__What is required__
Copy all of the data below line for line, keeping every word, number, and punctuation mark unchanged.

-- Begin Listed entries --

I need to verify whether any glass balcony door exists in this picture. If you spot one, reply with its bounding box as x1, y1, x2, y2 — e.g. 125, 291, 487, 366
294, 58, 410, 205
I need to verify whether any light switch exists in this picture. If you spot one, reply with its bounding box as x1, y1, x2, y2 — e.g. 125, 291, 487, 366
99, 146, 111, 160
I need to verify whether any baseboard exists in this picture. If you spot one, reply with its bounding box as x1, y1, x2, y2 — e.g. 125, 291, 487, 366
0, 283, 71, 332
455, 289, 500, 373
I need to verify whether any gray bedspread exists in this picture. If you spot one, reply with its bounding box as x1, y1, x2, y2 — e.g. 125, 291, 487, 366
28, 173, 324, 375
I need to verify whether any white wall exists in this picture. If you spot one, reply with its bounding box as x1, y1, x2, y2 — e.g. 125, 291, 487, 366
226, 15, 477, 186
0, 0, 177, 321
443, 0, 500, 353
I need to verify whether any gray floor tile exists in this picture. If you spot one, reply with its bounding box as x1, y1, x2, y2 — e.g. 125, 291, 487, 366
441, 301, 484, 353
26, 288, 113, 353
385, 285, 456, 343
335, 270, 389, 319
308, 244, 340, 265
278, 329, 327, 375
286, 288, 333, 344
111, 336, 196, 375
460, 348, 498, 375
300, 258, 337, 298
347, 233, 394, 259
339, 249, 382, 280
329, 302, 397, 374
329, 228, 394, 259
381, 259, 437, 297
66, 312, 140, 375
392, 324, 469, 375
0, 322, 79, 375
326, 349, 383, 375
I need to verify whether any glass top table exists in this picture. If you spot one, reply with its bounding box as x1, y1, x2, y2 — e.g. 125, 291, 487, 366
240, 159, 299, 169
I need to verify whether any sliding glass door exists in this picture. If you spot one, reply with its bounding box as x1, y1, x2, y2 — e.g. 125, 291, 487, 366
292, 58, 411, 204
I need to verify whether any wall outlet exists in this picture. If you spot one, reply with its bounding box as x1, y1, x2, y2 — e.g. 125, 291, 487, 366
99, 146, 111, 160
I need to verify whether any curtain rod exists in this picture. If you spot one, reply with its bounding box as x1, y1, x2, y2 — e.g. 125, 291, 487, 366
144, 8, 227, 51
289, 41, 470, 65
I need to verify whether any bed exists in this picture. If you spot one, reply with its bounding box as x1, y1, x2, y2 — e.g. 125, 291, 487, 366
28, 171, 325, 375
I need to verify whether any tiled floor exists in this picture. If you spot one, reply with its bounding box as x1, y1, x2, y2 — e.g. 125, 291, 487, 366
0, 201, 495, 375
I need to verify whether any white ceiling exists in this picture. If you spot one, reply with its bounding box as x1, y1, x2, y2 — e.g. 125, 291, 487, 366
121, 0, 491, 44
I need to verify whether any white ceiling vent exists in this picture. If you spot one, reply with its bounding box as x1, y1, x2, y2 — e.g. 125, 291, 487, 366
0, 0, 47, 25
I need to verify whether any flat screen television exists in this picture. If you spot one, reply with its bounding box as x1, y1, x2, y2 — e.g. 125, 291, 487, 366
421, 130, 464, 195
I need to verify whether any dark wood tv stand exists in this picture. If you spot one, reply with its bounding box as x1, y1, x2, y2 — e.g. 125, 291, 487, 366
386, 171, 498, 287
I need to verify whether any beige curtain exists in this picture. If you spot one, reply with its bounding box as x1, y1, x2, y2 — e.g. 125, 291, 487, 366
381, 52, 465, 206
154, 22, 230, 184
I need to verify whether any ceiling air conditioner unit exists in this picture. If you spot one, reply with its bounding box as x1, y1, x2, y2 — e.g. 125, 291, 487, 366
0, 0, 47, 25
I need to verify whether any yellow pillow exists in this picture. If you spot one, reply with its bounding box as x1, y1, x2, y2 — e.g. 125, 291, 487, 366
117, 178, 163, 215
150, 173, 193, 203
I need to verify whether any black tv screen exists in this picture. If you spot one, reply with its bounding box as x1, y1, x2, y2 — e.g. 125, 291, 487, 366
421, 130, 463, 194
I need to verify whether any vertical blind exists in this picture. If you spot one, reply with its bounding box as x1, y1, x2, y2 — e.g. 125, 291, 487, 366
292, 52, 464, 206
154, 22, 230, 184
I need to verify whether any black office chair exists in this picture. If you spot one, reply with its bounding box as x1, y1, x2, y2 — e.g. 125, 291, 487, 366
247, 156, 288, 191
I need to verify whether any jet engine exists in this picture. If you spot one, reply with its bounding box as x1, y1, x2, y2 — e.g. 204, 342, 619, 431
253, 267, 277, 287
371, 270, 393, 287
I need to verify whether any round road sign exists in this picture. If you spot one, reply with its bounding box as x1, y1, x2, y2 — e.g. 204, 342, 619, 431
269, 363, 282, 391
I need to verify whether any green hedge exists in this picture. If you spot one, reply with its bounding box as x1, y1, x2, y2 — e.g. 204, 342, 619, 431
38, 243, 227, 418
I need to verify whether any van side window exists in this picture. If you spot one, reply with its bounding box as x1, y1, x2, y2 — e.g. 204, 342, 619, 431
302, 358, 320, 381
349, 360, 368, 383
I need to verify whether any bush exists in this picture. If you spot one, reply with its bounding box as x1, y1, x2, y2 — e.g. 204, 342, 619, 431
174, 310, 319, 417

-- End Listed entries --

__Right answer__
I need to verify whether any glass balcony door exists in this picture. If you spot one, reply with its bounding box as x1, y1, x2, y2 — e.g. 125, 291, 487, 366
294, 58, 410, 205
I need to verify whether any light switch exists in this picture. If you spot one, reply with its bounding box as x1, y1, x2, y2 — e.g. 125, 291, 487, 366
99, 146, 111, 160
I need to verify whether any baseboard exists in this picture. If you spot one, reply with its bounding box as x1, y1, x2, y2 — e.g. 125, 291, 487, 366
0, 283, 71, 332
455, 289, 500, 373
I need to verify whether any gray bedspread exists in this picture. If you spot one, reply with its bounding box as x1, y1, x2, y2 — e.g. 125, 291, 487, 366
28, 173, 324, 375
I need to verify whether any white wall exists in this picture. If you spot one, reply with its bounding box as x1, y1, x2, y2 — e.g. 125, 291, 487, 366
226, 15, 477, 186
0, 0, 177, 321
443, 0, 500, 353
I need to verify whether any gray floor tile exists in this picture. If you spot one, reply with its bounding box as x1, y1, x2, y2 — e.g. 125, 291, 487, 366
441, 301, 484, 353
26, 288, 113, 353
385, 285, 456, 343
335, 270, 389, 319
308, 244, 340, 265
278, 329, 327, 375
286, 288, 333, 344
111, 336, 196, 375
460, 348, 498, 375
300, 258, 337, 298
347, 233, 394, 259
339, 249, 382, 280
329, 302, 397, 374
329, 228, 394, 259
381, 259, 437, 297
66, 312, 140, 375
392, 324, 469, 375
0, 322, 79, 375
326, 349, 383, 375
I need to verify whether any glass top table exists in this picture. If you spot one, reply with its bounding box as x1, y1, x2, y2 — e.g. 125, 291, 487, 366
240, 159, 299, 169
I need to verify whether any sliding glass door exists in this picture. If you spot one, reply with its bounding box as x1, y1, x2, y2 — e.g. 125, 291, 487, 366
292, 58, 411, 204
I need to verify whether any wall outlet exists in this picture. If you spot one, reply with its bounding box as x1, y1, x2, y2 — e.g. 125, 291, 487, 366
99, 146, 111, 160
I need to verify whether any curtain rod exists in this picture. If you spot one, reply with its bounding box as x1, y1, x2, y2 — e.g. 125, 291, 487, 366
144, 8, 227, 51
289, 41, 470, 65
I need to verify whether any bed exists in this picture. If you spot one, reply with its bounding box as x1, y1, x2, y2 — e.g. 125, 291, 487, 366
28, 171, 325, 375
I need to verify whether any tiled floor exists in this picture. If you spot one, reply with its bounding box as x1, y1, x2, y2 — e.g. 125, 291, 487, 366
0, 201, 495, 375
I need to verify whether any white ceiling exists in this picture. If you spot one, reply with its bounding box as x1, y1, x2, y2 — e.g. 125, 291, 487, 366
121, 0, 491, 44
I need to verify whether any white ceiling vent exists in this picture. If you spot one, reply with its bounding box as x1, y1, x2, y2 — e.g. 125, 291, 487, 366
0, 0, 47, 25
I need to verify whether any flat screen television exists in this picture. If you spot one, reply with its bounding box as x1, y1, x2, y2 — e.g. 125, 291, 487, 366
421, 130, 464, 195
I need to verify whether any dark wood tv stand exists in this picture. If you spot one, reply with its bounding box as x1, y1, x2, y2 — e.g. 125, 291, 487, 366
386, 171, 498, 287
I need to verify whether any beige curtain exists in this picture. If you spot one, reply with its bounding box as x1, y1, x2, y2 — e.g. 125, 291, 487, 366
381, 52, 465, 206
154, 22, 230, 184
I need to verify whether any ceiling air conditioner unit exists in this picture. If you spot one, reply with its bounding box as x1, y1, x2, y2 — e.g. 125, 291, 487, 366
0, 0, 47, 25
I need to verify whether any yellow pillow exists in this picture. If you spot one, reply with its bounding box as x1, y1, x2, y2 — e.g. 125, 291, 487, 366
117, 178, 163, 215
150, 173, 193, 203
I need to verify whether any black tv screen exists in this picture. If you spot one, reply with its bounding box as x1, y1, x2, y2 — e.g. 125, 291, 487, 366
421, 130, 463, 194
I need to verify whether any vertical blind exists in this picture. If you spot one, reply with its bounding box as x1, y1, x2, y2 — e.g. 125, 291, 487, 366
292, 52, 464, 206
154, 22, 230, 184
I need to verify whether any black office chair exists in this picture. If you spot one, reply with its bounding box as x1, y1, x2, y2 — e.g. 125, 291, 487, 366
247, 156, 288, 191
I need to verify whether any jet engine exists in this picture. If you spot one, reply with its bounding box as x1, y1, x2, y2 — e.g. 204, 342, 619, 431
253, 267, 277, 287
371, 270, 393, 287
I need to verify whether any round road sign exists in this picture. If you spot one, reply with its bounding box as x1, y1, x2, y2 — e.g. 204, 342, 619, 431
269, 363, 282, 391
I need to verify whether any green hedge exists in this picture. If you spot one, reply with its bounding box as x1, y1, x2, y2 — e.g. 204, 342, 619, 431
38, 243, 227, 418
I need to verify whether any van side window exists in this picture. If you spot one, reply with its bounding box as x1, y1, x2, y2 — e.g. 204, 342, 619, 431
302, 358, 320, 381
349, 360, 368, 383
I need to verify whether any bush exists in this picture. If you spot one, reply with its bounding box as x1, y1, x2, y2 — e.g. 204, 342, 619, 431
174, 310, 319, 417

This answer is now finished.